Texte fourni:
========================================

Il y a beaucoup de regards, de non-dits et de frôlements d’épaules. Dans le rôle-titre Anna Mouglalis s’y love avec une délectation feinte, conférant à son personnage tout le poids de ce siècle qui ne pardonne ni la folie, ni la passion. Et Kounen est encore plus percutant quand il retient l’ombre de Stravinsky, en un Mads Mikkelsen reclus dans ses déchirements, préservé par l’interdit, mais libéré par des impulsions autant créatrices que destructrices.
Du parterre à la scène, Kounen va et vient, virevolte et marie les saccades pianistiques aux pas résonnants des danseurs. La salle s’échauffe, la caméra brûle de tous ses objectifs et c’est d’une flamboyance extraordinaire. Les scènes de repas, plus paisibles, sont tout autant admirables. Kounen connaît la portée d’une image, sa puissance et son implication dans la mise en abîme d’un récit . C’est un très grand film .

========================================

Jeu de données:
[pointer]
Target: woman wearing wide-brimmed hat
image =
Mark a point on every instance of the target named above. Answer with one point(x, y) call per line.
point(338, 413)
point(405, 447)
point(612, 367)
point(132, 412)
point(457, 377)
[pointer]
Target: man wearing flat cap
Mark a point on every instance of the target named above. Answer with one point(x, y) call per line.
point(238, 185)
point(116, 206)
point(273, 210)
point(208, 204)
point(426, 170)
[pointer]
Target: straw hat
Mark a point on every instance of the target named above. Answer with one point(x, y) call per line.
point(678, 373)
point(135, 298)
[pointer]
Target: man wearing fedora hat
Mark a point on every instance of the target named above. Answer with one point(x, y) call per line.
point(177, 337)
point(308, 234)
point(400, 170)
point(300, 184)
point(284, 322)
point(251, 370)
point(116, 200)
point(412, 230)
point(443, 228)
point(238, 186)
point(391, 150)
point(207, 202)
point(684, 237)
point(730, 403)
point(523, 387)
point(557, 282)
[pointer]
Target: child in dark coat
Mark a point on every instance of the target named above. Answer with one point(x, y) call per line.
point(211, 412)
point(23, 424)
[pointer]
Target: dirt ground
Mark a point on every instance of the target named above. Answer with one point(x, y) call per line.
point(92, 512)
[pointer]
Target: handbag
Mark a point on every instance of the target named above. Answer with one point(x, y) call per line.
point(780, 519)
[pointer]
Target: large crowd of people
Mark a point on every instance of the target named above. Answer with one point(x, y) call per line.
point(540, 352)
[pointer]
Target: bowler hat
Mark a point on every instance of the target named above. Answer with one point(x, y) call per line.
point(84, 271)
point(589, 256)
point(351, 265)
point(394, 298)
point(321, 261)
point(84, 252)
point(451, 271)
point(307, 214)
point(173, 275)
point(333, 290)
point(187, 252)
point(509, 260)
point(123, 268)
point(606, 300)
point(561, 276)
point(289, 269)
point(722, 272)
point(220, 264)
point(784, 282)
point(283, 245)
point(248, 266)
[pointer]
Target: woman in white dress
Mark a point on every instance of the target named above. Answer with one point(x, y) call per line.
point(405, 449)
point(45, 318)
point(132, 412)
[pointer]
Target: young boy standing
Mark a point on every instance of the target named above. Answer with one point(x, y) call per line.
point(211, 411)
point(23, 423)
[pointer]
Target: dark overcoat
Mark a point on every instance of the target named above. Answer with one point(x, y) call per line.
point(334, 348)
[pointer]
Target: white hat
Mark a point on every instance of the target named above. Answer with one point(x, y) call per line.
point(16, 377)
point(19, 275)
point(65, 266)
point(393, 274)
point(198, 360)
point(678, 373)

========================================

Tâches à réaliser:
A – Dans la critique de film, réécrivez sous forme de liste le paragraphe qui commence par « Du parterre à la scène » en gardant ses faits principaux.
B – Rédigez la suite de la critique de film après sa dernière phrase.

Réponses par tâche:
A –
- Kounen passe du parterre à la scène et associe les saccades du piano aux pas des danseurs.
- La salle s'échauffe, la caméra s'embrase et le résultat est d'une flamboyance extraordinaire.
- Les scènes de repas, plus paisibles, sont tout aussi admirables.
- Kounen maîtrise la portée et la puissance d'une image dans la mise en abîme d'un récit.
- C'est un très grand film.

B –
LES BONUS
Making of
Il est lui aussi assez particulier, car avec les répétitions, et les scènes de tournage, il s’attarde surtout sur les discussions préliminaires entre le réalisateur et ses comédiens. On y voit beaucoup d’échanges sur la façon d’aborder tel personnage, telle scène. Clara Guelblum qui joue la fille de Stravinsky est assez drôle quand elle parle de la façon dont elle voit le film « et il y a des trucs que je n’ose pas dire, comme quand ils font l’amour derrière un arbre ».
Justement l’amour, le thème central de ce film est le sujet de discussions des différents protagonistes. « Selon moi, ce n’est pas faire l’amour, mais baiser dans un bois » remarque Mads Mikkelsen.
Jan Kounen s’interroge : « les scènes doivent-elles êtres érotiques, torrides, où est le bon équilibre, car ici tout est sensualité. Mais ce sera peut-être un film très chaste, je n’ai pas toutes les cartes en main ». Ce que confirme Anna Mouglalis : « pour moi il est plus important de ressentir ce désir que de montrer des scènes d’amour. Deux corps qui font “ bang, bang ” ça ne sert pas l’histoire, ça n’exprime pas grand-chose ».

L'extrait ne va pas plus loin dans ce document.